Your instructions
The required response is the number of lines in the entries that include the word "dark", with nothing added.

Task data

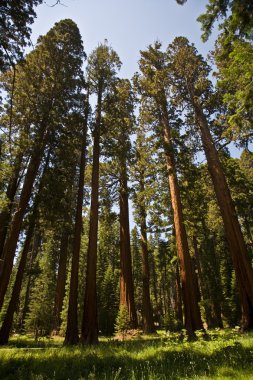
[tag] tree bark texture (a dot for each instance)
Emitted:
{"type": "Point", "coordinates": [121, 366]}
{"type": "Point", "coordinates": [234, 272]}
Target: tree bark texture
{"type": "Point", "coordinates": [126, 279]}
{"type": "Point", "coordinates": [147, 312]}
{"type": "Point", "coordinates": [15, 225]}
{"type": "Point", "coordinates": [8, 318]}
{"type": "Point", "coordinates": [6, 214]}
{"type": "Point", "coordinates": [71, 336]}
{"type": "Point", "coordinates": [89, 332]}
{"type": "Point", "coordinates": [61, 279]}
{"type": "Point", "coordinates": [192, 318]}
{"type": "Point", "coordinates": [237, 246]}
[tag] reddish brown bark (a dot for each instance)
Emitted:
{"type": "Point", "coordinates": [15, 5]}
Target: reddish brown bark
{"type": "Point", "coordinates": [15, 226]}
{"type": "Point", "coordinates": [61, 280]}
{"type": "Point", "coordinates": [89, 332]}
{"type": "Point", "coordinates": [126, 279]}
{"type": "Point", "coordinates": [147, 313]}
{"type": "Point", "coordinates": [178, 297]}
{"type": "Point", "coordinates": [192, 318]}
{"type": "Point", "coordinates": [237, 247]}
{"type": "Point", "coordinates": [8, 319]}
{"type": "Point", "coordinates": [71, 336]}
{"type": "Point", "coordinates": [10, 194]}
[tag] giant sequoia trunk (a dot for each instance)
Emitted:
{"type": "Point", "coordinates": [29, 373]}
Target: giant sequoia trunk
{"type": "Point", "coordinates": [5, 215]}
{"type": "Point", "coordinates": [15, 225]}
{"type": "Point", "coordinates": [237, 247]}
{"type": "Point", "coordinates": [89, 333]}
{"type": "Point", "coordinates": [190, 299]}
{"type": "Point", "coordinates": [147, 313]}
{"type": "Point", "coordinates": [71, 336]}
{"type": "Point", "coordinates": [8, 319]}
{"type": "Point", "coordinates": [61, 280]}
{"type": "Point", "coordinates": [126, 279]}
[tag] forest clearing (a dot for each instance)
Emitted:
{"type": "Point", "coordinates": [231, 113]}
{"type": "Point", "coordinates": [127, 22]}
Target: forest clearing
{"type": "Point", "coordinates": [224, 355]}
{"type": "Point", "coordinates": [126, 201]}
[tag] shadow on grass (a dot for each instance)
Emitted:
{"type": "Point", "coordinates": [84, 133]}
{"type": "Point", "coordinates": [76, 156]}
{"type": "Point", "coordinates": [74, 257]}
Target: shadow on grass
{"type": "Point", "coordinates": [149, 359]}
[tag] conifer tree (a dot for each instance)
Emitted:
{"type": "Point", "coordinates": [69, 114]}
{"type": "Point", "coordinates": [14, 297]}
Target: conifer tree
{"type": "Point", "coordinates": [49, 97]}
{"type": "Point", "coordinates": [154, 84]}
{"type": "Point", "coordinates": [193, 88]}
{"type": "Point", "coordinates": [103, 64]}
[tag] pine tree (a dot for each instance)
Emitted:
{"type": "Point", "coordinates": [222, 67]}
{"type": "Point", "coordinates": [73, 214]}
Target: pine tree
{"type": "Point", "coordinates": [192, 87]}
{"type": "Point", "coordinates": [54, 99]}
{"type": "Point", "coordinates": [155, 84]}
{"type": "Point", "coordinates": [102, 67]}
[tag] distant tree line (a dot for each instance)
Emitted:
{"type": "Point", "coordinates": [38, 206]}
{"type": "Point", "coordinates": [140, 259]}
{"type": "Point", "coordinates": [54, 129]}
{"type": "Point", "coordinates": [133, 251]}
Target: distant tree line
{"type": "Point", "coordinates": [69, 262]}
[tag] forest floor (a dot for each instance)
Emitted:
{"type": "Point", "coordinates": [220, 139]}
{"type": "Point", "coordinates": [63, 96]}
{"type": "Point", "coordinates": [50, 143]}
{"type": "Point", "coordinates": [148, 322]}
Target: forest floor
{"type": "Point", "coordinates": [223, 354]}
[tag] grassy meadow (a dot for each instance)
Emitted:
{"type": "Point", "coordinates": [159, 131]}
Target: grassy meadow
{"type": "Point", "coordinates": [220, 355]}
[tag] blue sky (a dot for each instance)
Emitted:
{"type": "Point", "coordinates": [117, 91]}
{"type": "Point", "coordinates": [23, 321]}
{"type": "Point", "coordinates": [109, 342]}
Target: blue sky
{"type": "Point", "coordinates": [128, 25]}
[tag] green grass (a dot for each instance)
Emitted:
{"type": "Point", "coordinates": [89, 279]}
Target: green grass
{"type": "Point", "coordinates": [224, 355]}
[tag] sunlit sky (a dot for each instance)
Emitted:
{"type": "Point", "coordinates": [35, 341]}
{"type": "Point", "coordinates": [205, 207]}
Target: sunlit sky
{"type": "Point", "coordinates": [128, 25]}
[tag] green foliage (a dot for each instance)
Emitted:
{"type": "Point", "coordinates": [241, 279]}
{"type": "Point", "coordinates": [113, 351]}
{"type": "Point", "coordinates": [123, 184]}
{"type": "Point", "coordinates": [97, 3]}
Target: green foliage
{"type": "Point", "coordinates": [41, 310]}
{"type": "Point", "coordinates": [225, 355]}
{"type": "Point", "coordinates": [15, 18]}
{"type": "Point", "coordinates": [236, 15]}
{"type": "Point", "coordinates": [122, 321]}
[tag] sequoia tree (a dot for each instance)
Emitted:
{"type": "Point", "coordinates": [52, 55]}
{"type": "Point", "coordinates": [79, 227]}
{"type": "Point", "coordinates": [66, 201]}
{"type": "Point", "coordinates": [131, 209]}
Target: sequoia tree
{"type": "Point", "coordinates": [191, 86]}
{"type": "Point", "coordinates": [103, 64]}
{"type": "Point", "coordinates": [154, 84]}
{"type": "Point", "coordinates": [48, 91]}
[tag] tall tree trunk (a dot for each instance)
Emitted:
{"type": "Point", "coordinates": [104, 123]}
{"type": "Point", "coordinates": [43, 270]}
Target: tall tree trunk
{"type": "Point", "coordinates": [61, 279]}
{"type": "Point", "coordinates": [89, 333]}
{"type": "Point", "coordinates": [5, 215]}
{"type": "Point", "coordinates": [147, 313]}
{"type": "Point", "coordinates": [190, 300]}
{"type": "Point", "coordinates": [237, 246]}
{"type": "Point", "coordinates": [178, 298]}
{"type": "Point", "coordinates": [34, 253]}
{"type": "Point", "coordinates": [71, 337]}
{"type": "Point", "coordinates": [126, 279]}
{"type": "Point", "coordinates": [8, 319]}
{"type": "Point", "coordinates": [15, 226]}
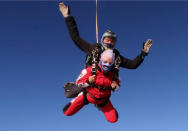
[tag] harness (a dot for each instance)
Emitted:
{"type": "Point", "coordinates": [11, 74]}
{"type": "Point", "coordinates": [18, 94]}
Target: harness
{"type": "Point", "coordinates": [93, 58]}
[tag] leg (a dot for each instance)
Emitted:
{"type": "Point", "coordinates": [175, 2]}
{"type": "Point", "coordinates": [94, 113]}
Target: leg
{"type": "Point", "coordinates": [110, 112]}
{"type": "Point", "coordinates": [75, 105]}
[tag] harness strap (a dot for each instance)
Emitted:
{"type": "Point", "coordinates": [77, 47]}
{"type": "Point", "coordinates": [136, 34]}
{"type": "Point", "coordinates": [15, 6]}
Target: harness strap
{"type": "Point", "coordinates": [97, 98]}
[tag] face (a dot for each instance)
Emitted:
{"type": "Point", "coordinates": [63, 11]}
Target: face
{"type": "Point", "coordinates": [107, 60]}
{"type": "Point", "coordinates": [109, 40]}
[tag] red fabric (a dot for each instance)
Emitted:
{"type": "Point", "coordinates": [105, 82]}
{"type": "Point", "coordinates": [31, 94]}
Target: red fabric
{"type": "Point", "coordinates": [108, 109]}
{"type": "Point", "coordinates": [102, 79]}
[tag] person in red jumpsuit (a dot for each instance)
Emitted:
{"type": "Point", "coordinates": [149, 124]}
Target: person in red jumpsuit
{"type": "Point", "coordinates": [97, 88]}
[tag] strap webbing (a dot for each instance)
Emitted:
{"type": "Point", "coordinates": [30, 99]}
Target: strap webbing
{"type": "Point", "coordinates": [97, 39]}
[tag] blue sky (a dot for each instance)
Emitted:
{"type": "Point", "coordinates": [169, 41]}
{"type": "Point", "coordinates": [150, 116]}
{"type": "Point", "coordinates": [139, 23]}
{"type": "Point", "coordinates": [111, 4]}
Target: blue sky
{"type": "Point", "coordinates": [37, 57]}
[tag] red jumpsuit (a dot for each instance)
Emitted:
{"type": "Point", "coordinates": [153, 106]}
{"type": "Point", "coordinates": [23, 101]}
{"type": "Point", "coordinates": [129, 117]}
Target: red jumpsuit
{"type": "Point", "coordinates": [95, 95]}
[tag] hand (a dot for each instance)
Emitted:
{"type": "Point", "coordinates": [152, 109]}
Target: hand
{"type": "Point", "coordinates": [147, 46]}
{"type": "Point", "coordinates": [114, 84]}
{"type": "Point", "coordinates": [64, 9]}
{"type": "Point", "coordinates": [92, 79]}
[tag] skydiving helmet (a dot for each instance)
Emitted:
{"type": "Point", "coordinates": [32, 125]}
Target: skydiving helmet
{"type": "Point", "coordinates": [109, 34]}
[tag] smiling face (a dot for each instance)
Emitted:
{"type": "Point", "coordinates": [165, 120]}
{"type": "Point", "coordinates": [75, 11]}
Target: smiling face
{"type": "Point", "coordinates": [109, 40]}
{"type": "Point", "coordinates": [107, 60]}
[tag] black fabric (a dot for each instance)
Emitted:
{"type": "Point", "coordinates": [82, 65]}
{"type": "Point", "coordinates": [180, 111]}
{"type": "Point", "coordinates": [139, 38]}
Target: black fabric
{"type": "Point", "coordinates": [87, 47]}
{"type": "Point", "coordinates": [99, 106]}
{"type": "Point", "coordinates": [66, 107]}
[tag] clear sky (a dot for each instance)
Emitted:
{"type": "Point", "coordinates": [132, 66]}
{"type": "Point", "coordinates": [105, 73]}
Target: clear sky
{"type": "Point", "coordinates": [37, 57]}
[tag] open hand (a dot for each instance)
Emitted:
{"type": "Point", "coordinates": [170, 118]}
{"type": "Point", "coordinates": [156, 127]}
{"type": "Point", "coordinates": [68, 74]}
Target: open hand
{"type": "Point", "coordinates": [147, 45]}
{"type": "Point", "coordinates": [64, 9]}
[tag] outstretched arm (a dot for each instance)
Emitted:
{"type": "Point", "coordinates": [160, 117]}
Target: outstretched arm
{"type": "Point", "coordinates": [133, 64]}
{"type": "Point", "coordinates": [73, 30]}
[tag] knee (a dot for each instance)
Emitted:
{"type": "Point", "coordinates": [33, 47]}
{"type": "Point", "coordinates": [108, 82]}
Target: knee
{"type": "Point", "coordinates": [67, 113]}
{"type": "Point", "coordinates": [112, 116]}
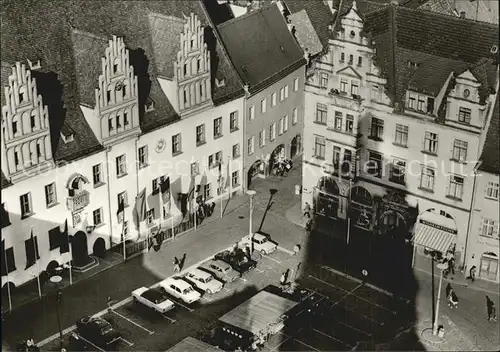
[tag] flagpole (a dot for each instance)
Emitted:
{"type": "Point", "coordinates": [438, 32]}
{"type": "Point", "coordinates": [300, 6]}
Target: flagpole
{"type": "Point", "coordinates": [37, 264]}
{"type": "Point", "coordinates": [8, 279]}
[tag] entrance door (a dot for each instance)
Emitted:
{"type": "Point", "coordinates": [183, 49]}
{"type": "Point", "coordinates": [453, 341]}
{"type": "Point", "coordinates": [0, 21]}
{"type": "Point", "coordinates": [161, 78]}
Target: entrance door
{"type": "Point", "coordinates": [79, 249]}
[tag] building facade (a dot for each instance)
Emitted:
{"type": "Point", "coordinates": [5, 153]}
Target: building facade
{"type": "Point", "coordinates": [118, 136]}
{"type": "Point", "coordinates": [392, 130]}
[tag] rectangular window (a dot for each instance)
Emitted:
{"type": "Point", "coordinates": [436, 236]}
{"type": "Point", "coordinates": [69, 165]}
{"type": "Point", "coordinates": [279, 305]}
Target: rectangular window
{"type": "Point", "coordinates": [236, 151]}
{"type": "Point", "coordinates": [427, 178]}
{"type": "Point", "coordinates": [50, 194]}
{"type": "Point", "coordinates": [464, 115]}
{"type": "Point", "coordinates": [143, 156]}
{"type": "Point", "coordinates": [354, 88]}
{"type": "Point", "coordinates": [97, 215]}
{"type": "Point", "coordinates": [336, 157]}
{"type": "Point", "coordinates": [121, 168]}
{"type": "Point", "coordinates": [251, 112]}
{"type": "Point", "coordinates": [272, 132]}
{"type": "Point", "coordinates": [176, 144]}
{"type": "Point", "coordinates": [377, 128]}
{"type": "Point", "coordinates": [338, 120]}
{"type": "Point", "coordinates": [321, 112]}
{"type": "Point", "coordinates": [218, 126]}
{"type": "Point", "coordinates": [431, 142]}
{"type": "Point", "coordinates": [343, 86]}
{"type": "Point", "coordinates": [401, 136]}
{"type": "Point", "coordinates": [262, 138]}
{"type": "Point", "coordinates": [250, 145]}
{"type": "Point", "coordinates": [375, 164]}
{"type": "Point", "coordinates": [492, 190]}
{"type": "Point", "coordinates": [456, 187]}
{"type": "Point", "coordinates": [488, 228]}
{"type": "Point", "coordinates": [26, 209]}
{"type": "Point", "coordinates": [324, 80]}
{"type": "Point", "coordinates": [398, 171]}
{"type": "Point", "coordinates": [97, 174]}
{"type": "Point", "coordinates": [349, 124]}
{"type": "Point", "coordinates": [319, 147]}
{"type": "Point", "coordinates": [200, 134]}
{"type": "Point", "coordinates": [235, 179]}
{"type": "Point", "coordinates": [233, 121]}
{"type": "Point", "coordinates": [421, 104]}
{"type": "Point", "coordinates": [459, 150]}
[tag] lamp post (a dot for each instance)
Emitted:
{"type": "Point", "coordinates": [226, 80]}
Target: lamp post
{"type": "Point", "coordinates": [57, 280]}
{"type": "Point", "coordinates": [251, 193]}
{"type": "Point", "coordinates": [442, 267]}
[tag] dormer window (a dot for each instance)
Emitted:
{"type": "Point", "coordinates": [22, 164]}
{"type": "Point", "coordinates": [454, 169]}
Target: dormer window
{"type": "Point", "coordinates": [464, 115]}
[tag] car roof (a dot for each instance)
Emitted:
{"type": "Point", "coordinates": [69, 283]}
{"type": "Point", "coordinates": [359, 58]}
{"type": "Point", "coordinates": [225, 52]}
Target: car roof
{"type": "Point", "coordinates": [200, 273]}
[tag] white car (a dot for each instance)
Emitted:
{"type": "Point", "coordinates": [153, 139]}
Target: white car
{"type": "Point", "coordinates": [180, 289]}
{"type": "Point", "coordinates": [261, 243]}
{"type": "Point", "coordinates": [154, 298]}
{"type": "Point", "coordinates": [204, 281]}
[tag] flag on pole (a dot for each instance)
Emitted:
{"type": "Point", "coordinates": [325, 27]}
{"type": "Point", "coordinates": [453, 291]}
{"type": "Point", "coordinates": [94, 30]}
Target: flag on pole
{"type": "Point", "coordinates": [64, 239]}
{"type": "Point", "coordinates": [32, 254]}
{"type": "Point", "coordinates": [139, 211]}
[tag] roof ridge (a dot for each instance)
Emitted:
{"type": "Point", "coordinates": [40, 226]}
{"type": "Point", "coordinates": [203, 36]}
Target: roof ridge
{"type": "Point", "coordinates": [442, 15]}
{"type": "Point", "coordinates": [246, 15]}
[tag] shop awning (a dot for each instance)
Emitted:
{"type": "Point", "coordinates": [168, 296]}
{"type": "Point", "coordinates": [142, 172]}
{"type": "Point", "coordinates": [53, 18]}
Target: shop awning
{"type": "Point", "coordinates": [433, 237]}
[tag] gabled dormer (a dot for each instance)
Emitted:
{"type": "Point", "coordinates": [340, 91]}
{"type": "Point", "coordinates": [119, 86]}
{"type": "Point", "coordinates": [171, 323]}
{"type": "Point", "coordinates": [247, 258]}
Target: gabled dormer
{"type": "Point", "coordinates": [192, 70]}
{"type": "Point", "coordinates": [117, 102]}
{"type": "Point", "coordinates": [26, 144]}
{"type": "Point", "coordinates": [463, 101]}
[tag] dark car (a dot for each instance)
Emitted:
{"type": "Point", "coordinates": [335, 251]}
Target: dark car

Final answer
2